Excerpt to read —
_ _ _

Fort Worth — One way that a relatively obscure opera gets a revival is for a singer with clout to identify a juicy role. Such was the case with Umberto Giordano’s creaky Italian verismo opera Fedora. It has a wonderful role for a soprano, but its slightly dated music put it on the shelf for much of the 20th century. In 1993, soprano Mirella Freni hauled it out at La Scala with tenor Plácido Domingo and it was back on the roster.
The same should happen with Ambroise Thomas’ 1868 five-act setting of Shakespeare’s Hamlet, which is a major success for the Fort Worth Opera. It has vanished and reappeared, depending on the influence of star baritones, such as Thomas Hampson and most recently Simon Keenlyside at the Met in 2010.
The Fort Worth Opera knew the perfect baritone. Wes Mason created a sensation as the gay Cuban activist Reinaldo Arenas in their 2010 world premiere production of Before Night Falls by Jorge Martín. Ophelia is another juicy role and soprano Talise Trevigne had scored a major triumph that same season as the cabin boy in The Dallas Opera’s premiere of Moby-Dick by Jake Heggie.
While Thomas’ Hamlet is unfamiliar to local audiences, and might be a hard sell, these two singing actors are very well known and their fan base filled Bass Hall for the opening on Saturday evening. The two singers were marvelous, but the entire production exceeded expectations on all fronts and tickets should be scarce for the repeat performance on Sunday.
But two star singers alone cannot carry the show. In the hands of director Thaddeus Strassberger (his fourth time with this opera), Thomas’ slightly dated very French opera becomes Shakespeare’s taut and edge-of-your-seat drama even before the curtain goes up. The audience is involved in the opera from the moment they enter the lobby.
Strassberger moves the action out of Denmark and into a nonspecific military dictatorship somewhere in the vicinity of the early- to mid-20th century. Ragtag beggars approach patrons in the lobby, which also contains the body of the King, Hamlet’s father, recently deceased under suspicious circumstances. The royal body lies in state surrounded by sneering, jackbooted and heavily armed guards who look at viewers warily. Simmering unrest is about to boil over. Thus, Strassberger sets up the crux of the play as a military coup.

_ _ _

Exercise details —
From the review of the Fort Worth Opera's Hamlet, copy out everything from "While Thomas’ Hamlet" down to "enter the lobby.", word for word.

Data section —
_ _ _

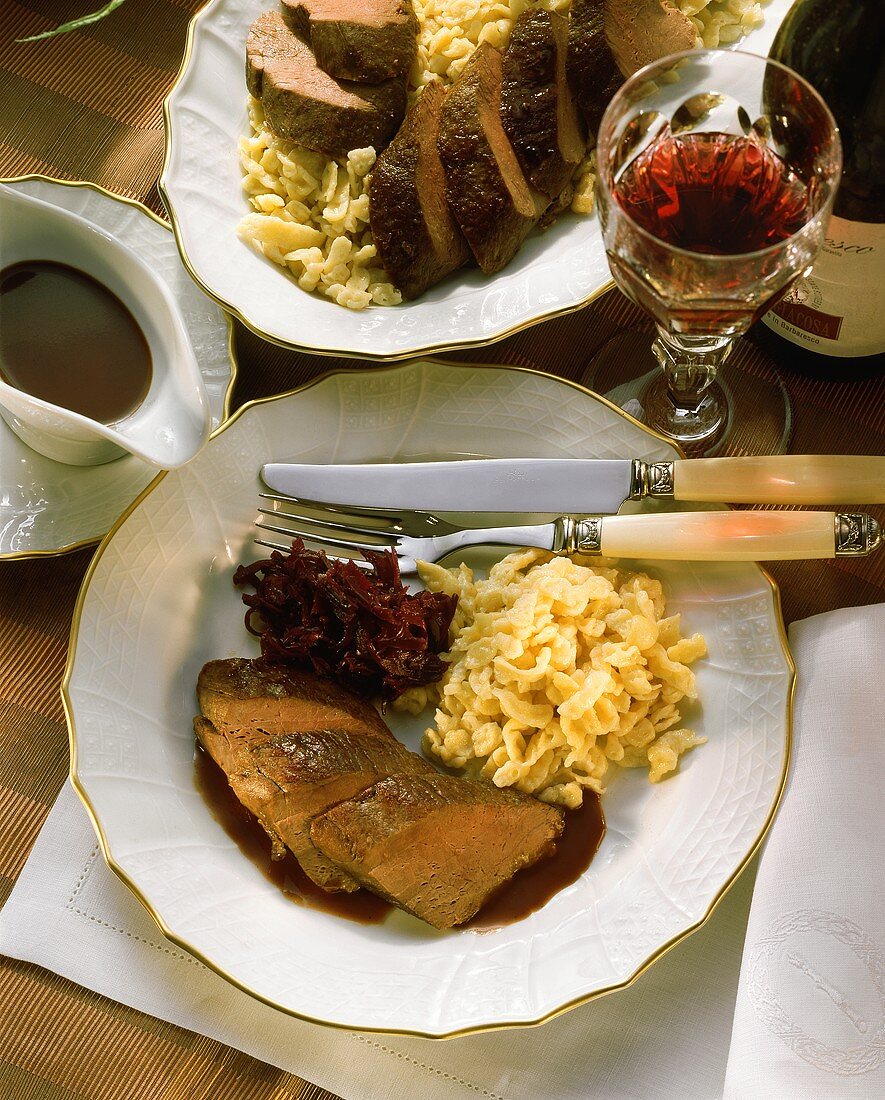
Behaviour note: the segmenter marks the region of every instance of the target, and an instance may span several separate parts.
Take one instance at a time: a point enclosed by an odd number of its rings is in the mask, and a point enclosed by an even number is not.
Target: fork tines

_ _ _

Response to this task —
While Thomas’ Hamlet is unfamiliar to local audiences, and might be a hard sell, these two singing actors are very well known and their fan base filled Bass Hall for the opening on Saturday evening. The two singers were marvelous, but the entire production exceeded expectations on all fronts and tickets should be scarce for the repeat performance on Sunday.
But two star singers alone cannot carry the show. In the hands of director Thaddeus Strassberger (his fourth time with this opera), Thomas’ slightly dated very French opera becomes Shakespeare’s taut and edge-of-your-seat drama even before the curtain goes up. The audience is involved in the opera from the moment they enter the lobby.